DOCUMENT SECTION —
Hopefully this issue might be a hint for further setups as mine. And sorry for any inconvenience as it feels like self-owned. And I even more don't like handling with SSL and certificates. The issue can be closed except you have any follow-up questions on my issue.

Regards, Marcel

amotl commented 1 year ago

Hi @scherbinek,

thank you for your response, I am happy it works for you now. However, I will reopen this issue, because I would like to investigate if we should include the certifi package as a dependency, and if this would have improved the situation in your case.

With kind regards, Andreas.

gutzbenj commented 1 year ago

I think we can close this.

certifi is already indirectly in our dependents (probably through fsspec/requests) and the issue can't be resolved by installing certifi but rather by linking it to system installed certificates.

amotl commented 1 year ago

The issue can't be resolved by installing certifi but rather by linking it to system installed certificates.

I was about to agree, but wasn't fully convinced [^1], so I just looked up the topic on the corresponding urllib3 and aiohttp documentations.

TASKS FOR THIS EXERCISE —
- 1) Answer these questions about the issue thread above.
(a) What does amotl want to investigate after reopening the issue?
(b) Through which packages does gutzbenj think certifi is probably already an indirect dependency?
(c) Which two documentations did amotl look up?
- 2) Rewrite everything in the issue thread from "Regards, Marcel" down to "can close this.", replacing "investigate" with "check".

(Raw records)
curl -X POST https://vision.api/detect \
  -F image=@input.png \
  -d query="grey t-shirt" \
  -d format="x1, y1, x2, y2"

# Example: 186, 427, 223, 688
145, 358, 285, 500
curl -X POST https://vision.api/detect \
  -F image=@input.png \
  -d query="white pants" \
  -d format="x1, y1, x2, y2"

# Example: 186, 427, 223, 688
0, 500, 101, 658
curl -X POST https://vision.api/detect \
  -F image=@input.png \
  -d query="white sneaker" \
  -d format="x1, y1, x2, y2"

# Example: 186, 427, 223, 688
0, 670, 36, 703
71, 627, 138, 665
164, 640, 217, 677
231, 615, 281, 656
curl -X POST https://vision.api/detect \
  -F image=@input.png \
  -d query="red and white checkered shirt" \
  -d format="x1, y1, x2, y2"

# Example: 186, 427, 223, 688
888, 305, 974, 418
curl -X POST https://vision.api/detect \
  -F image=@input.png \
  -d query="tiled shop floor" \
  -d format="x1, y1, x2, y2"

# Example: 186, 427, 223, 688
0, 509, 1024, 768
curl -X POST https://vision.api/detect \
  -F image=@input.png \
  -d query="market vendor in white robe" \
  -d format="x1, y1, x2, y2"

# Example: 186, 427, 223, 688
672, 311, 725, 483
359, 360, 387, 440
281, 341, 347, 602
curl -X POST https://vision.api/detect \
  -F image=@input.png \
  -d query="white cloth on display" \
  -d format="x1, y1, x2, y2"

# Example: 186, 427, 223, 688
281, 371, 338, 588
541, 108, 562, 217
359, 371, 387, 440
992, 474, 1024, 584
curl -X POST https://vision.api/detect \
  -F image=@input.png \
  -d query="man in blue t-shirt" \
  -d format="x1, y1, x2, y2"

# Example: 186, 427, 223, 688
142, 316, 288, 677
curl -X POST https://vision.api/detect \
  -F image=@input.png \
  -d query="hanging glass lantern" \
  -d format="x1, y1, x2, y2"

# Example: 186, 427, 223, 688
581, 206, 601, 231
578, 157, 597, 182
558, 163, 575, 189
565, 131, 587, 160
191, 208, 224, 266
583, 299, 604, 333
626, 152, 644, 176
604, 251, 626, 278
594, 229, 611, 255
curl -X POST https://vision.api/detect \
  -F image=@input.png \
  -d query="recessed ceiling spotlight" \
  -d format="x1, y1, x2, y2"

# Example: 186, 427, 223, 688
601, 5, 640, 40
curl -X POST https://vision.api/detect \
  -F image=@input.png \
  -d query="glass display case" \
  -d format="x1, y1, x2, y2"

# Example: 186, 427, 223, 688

RESULTS BY TASK —
- 1)
(a) Whether the certifi package should be included as a dependency, and whether that would have improved the situation in this case.
(b) fsspec/requests.
(c) The urllib3 and aiohttp documentations.

- 2)
Regards, Marcel

amotl commented 1 year ago

Hi @scherbinek,

thank you for your response, I am happy it works for you now. However, I will reopen this issue, because I would like to check if we should include the certifi package as a dependency, and if this would have improved the situation in your case.

With kind regards, Andreas.

gutzbenj commented 1 year ago

I think we can close this.